Recast the records, from their start through the line containing "[[425, 0, 467, 153], [182, 0, 443, 261]]", as a Markdown table with a Row column for the line number and a Line column for the line itself, skipping blank lines. Leave the pictures out.

[Data records]
####################

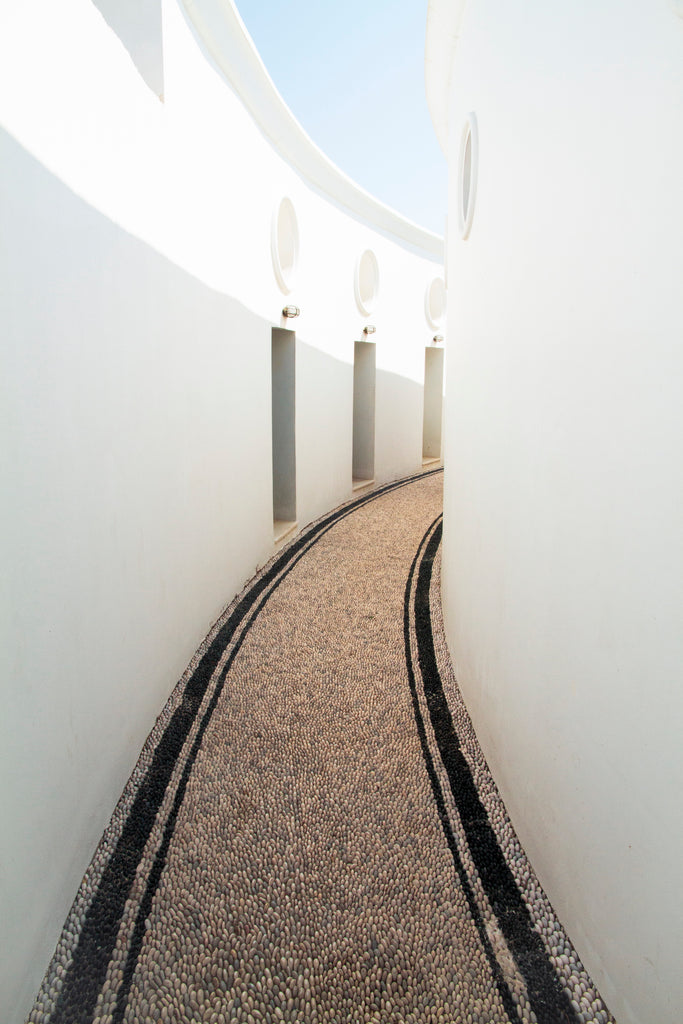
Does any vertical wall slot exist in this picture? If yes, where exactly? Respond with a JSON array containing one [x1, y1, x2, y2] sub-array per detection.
[[352, 341, 377, 487], [422, 347, 443, 464], [271, 328, 296, 541]]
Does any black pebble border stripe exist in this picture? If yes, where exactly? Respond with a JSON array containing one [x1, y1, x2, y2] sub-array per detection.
[[403, 516, 580, 1024], [50, 469, 442, 1024]]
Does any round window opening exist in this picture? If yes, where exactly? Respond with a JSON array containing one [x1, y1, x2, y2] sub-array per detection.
[[270, 197, 299, 295], [425, 278, 445, 331], [353, 249, 380, 316], [458, 114, 479, 239]]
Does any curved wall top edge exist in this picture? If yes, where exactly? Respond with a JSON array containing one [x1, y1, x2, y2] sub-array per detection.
[[425, 0, 467, 153], [182, 0, 443, 261]]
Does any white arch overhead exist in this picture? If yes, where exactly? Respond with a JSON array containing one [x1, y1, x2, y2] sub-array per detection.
[[425, 0, 467, 157], [182, 0, 443, 260]]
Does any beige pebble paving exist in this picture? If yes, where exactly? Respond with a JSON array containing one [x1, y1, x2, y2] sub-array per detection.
[[29, 474, 611, 1024]]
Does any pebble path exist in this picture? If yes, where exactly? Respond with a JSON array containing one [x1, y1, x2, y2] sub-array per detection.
[[29, 472, 613, 1024]]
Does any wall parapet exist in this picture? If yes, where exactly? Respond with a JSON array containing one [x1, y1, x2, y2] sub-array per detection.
[[182, 0, 443, 260]]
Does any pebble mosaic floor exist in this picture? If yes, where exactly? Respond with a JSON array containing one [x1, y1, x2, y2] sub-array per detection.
[[29, 471, 613, 1024]]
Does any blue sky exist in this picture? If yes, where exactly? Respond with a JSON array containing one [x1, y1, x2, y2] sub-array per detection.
[[236, 0, 446, 234]]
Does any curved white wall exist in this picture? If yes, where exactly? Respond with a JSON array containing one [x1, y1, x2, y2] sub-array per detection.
[[427, 0, 683, 1024], [0, 0, 440, 1024]]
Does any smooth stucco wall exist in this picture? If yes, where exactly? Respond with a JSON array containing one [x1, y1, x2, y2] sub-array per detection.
[[0, 0, 440, 1024], [428, 0, 683, 1024]]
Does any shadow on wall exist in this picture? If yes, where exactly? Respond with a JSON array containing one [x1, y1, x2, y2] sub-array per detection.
[[92, 0, 164, 99], [0, 125, 432, 1021]]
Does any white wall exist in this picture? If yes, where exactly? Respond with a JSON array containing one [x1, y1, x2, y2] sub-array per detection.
[[0, 0, 439, 1024], [428, 0, 683, 1024]]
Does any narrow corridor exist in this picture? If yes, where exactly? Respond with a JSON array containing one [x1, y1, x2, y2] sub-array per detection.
[[30, 471, 612, 1024]]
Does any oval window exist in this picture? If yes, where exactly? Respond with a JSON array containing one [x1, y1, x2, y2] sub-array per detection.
[[270, 197, 299, 295]]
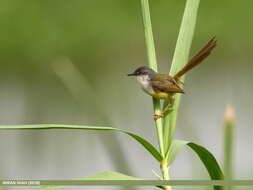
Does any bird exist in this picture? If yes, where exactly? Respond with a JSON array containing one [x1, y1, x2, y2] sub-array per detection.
[[128, 37, 217, 120]]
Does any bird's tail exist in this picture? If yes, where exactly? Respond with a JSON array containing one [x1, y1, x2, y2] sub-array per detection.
[[174, 37, 217, 80]]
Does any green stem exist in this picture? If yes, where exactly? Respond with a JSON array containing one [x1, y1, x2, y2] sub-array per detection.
[[163, 0, 200, 156], [141, 0, 165, 157], [224, 106, 234, 190]]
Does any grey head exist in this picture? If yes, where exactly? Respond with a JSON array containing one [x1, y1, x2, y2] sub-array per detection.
[[128, 66, 156, 95], [127, 66, 155, 78]]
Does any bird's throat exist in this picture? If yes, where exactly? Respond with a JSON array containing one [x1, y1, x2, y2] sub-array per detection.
[[137, 75, 155, 96]]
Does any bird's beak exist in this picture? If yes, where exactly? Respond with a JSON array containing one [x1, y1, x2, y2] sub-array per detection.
[[127, 73, 136, 76]]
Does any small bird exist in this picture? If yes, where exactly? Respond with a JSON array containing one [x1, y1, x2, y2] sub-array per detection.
[[128, 37, 217, 120]]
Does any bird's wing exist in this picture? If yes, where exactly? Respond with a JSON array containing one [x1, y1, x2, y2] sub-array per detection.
[[151, 74, 184, 93]]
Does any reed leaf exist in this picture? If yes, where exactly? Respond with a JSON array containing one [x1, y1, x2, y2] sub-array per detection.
[[0, 124, 163, 162]]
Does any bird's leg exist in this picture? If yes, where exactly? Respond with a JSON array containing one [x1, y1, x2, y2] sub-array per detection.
[[154, 97, 174, 121]]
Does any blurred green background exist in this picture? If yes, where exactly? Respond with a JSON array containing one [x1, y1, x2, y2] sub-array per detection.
[[0, 0, 253, 189]]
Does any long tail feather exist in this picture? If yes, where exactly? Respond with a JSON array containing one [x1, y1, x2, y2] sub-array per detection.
[[174, 37, 217, 80]]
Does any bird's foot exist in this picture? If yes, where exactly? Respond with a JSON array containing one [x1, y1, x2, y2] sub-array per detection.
[[154, 113, 163, 121]]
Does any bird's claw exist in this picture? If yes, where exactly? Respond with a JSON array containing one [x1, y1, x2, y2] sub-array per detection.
[[154, 113, 163, 121]]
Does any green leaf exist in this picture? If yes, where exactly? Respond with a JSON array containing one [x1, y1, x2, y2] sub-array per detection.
[[36, 171, 140, 190], [0, 124, 163, 162], [163, 0, 200, 152], [82, 171, 140, 180], [167, 140, 224, 190]]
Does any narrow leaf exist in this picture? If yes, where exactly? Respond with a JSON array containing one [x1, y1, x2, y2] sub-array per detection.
[[167, 140, 224, 190], [0, 124, 162, 162], [36, 171, 140, 190], [163, 0, 200, 152]]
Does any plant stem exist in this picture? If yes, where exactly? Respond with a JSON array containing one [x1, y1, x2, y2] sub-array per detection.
[[163, 0, 200, 157], [141, 0, 164, 157], [161, 159, 171, 190], [224, 106, 235, 190]]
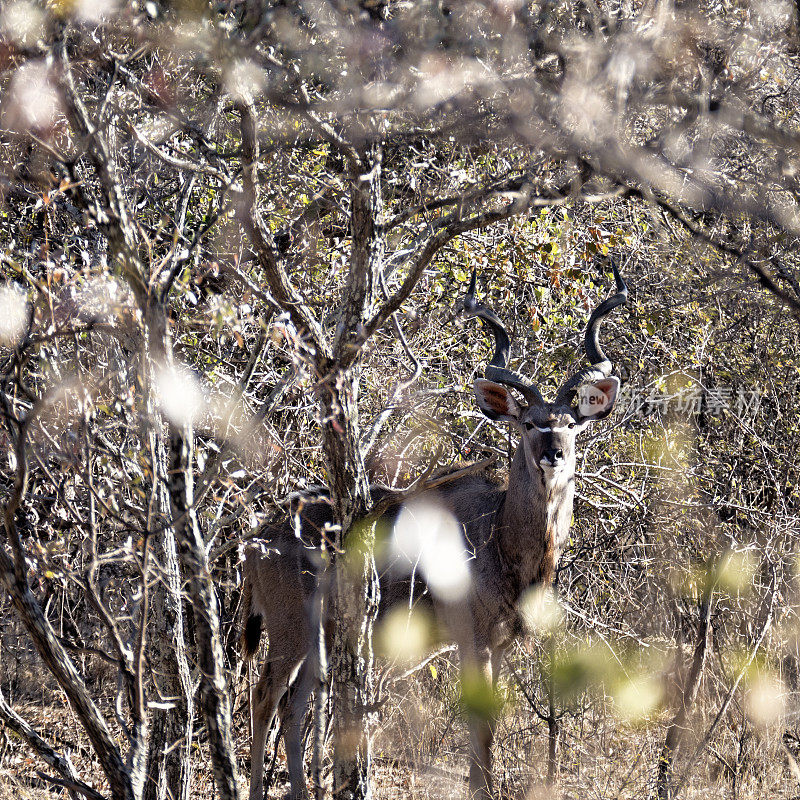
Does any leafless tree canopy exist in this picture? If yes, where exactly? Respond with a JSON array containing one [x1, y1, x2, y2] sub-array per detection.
[[0, 0, 800, 800]]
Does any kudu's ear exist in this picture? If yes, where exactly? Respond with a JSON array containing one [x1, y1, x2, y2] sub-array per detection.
[[472, 378, 522, 422], [577, 375, 619, 422]]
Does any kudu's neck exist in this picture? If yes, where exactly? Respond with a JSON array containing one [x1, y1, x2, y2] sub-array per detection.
[[498, 443, 575, 593]]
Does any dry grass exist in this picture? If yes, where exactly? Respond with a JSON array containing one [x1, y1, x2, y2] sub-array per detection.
[[0, 657, 800, 800]]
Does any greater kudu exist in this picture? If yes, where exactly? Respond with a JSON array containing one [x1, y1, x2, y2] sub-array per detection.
[[242, 265, 628, 800]]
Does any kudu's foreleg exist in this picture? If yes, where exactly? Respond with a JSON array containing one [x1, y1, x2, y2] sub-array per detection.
[[250, 653, 305, 800], [283, 659, 314, 800], [461, 648, 499, 800]]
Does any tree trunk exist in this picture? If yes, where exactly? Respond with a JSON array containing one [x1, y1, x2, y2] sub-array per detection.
[[142, 300, 194, 800], [143, 431, 194, 800], [169, 425, 239, 800], [656, 589, 713, 800], [326, 150, 384, 800]]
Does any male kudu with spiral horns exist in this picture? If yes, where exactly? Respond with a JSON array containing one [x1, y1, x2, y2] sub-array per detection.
[[242, 262, 628, 800]]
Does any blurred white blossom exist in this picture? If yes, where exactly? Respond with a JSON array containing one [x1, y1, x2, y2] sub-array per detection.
[[391, 498, 470, 601], [4, 61, 59, 132], [225, 58, 267, 102], [0, 0, 44, 47], [155, 364, 206, 425], [0, 285, 28, 347]]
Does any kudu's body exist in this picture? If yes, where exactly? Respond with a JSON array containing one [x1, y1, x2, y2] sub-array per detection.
[[242, 267, 627, 800]]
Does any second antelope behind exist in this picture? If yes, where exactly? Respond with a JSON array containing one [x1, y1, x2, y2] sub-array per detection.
[[242, 265, 628, 800]]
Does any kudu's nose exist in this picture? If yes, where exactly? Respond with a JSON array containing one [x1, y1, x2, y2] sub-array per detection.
[[542, 449, 564, 467]]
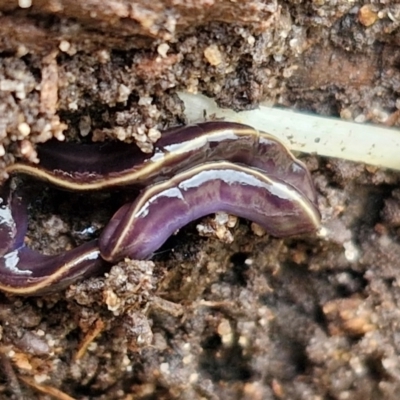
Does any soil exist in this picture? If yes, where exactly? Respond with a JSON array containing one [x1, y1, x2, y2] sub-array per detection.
[[0, 0, 400, 400]]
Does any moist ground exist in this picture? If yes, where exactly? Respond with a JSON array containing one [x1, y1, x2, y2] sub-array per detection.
[[0, 0, 400, 400]]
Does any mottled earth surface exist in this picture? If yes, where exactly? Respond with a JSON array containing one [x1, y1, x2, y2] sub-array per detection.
[[0, 0, 400, 400]]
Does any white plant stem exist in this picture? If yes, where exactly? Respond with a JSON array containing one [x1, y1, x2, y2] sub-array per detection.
[[178, 92, 400, 170]]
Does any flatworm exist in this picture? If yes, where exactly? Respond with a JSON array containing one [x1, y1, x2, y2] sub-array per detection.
[[0, 122, 320, 295]]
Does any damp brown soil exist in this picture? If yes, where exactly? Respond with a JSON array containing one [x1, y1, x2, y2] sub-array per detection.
[[0, 0, 400, 400]]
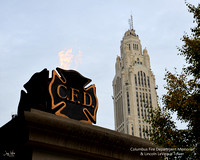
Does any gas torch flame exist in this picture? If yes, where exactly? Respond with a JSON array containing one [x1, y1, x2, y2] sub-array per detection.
[[58, 49, 82, 69]]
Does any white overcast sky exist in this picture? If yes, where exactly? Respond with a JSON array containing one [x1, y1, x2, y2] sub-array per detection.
[[0, 0, 199, 129]]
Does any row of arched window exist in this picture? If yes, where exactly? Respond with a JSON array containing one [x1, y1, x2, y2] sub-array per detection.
[[136, 92, 152, 119], [135, 71, 150, 88], [128, 43, 139, 50]]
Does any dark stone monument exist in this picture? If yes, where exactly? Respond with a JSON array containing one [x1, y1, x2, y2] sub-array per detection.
[[0, 68, 159, 160]]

####################

| EXERCISE OUTPUT |
| Row | Line |
|---|---|
| 1 | Does any vertical wall slot exist in this picture? If yes, where exactly? Respond with a JSON array containing one [x1, y1, x2, y2] sub-array per detection. |
| 2 | [[352, 341, 377, 487], [422, 347, 443, 464], [271, 328, 296, 541]] |
| 3 | Does any black pebble border stripe exist in this picture? If yes, where exactly? Respond with a JSON array containing one [x1, y1, x2, y2] sub-array per detection. |
| 4 | [[403, 516, 580, 1024], [50, 469, 442, 1024]] |
| 5 | Does any round window opening exist in this picture? If yes, where exactly? Respond with a JSON array containing one [x1, y1, x2, y2] sub-array per detection. |
| 6 | [[270, 197, 299, 295], [425, 278, 445, 331], [353, 249, 380, 316], [458, 114, 479, 239]] |
| 7 | Does any curved wall top edge exist in this picture? If yes, where exactly? Respond with a JSON array containing one [x1, y1, x2, y2] sub-array per detection. |
| 8 | [[425, 0, 467, 153], [182, 0, 443, 261]] |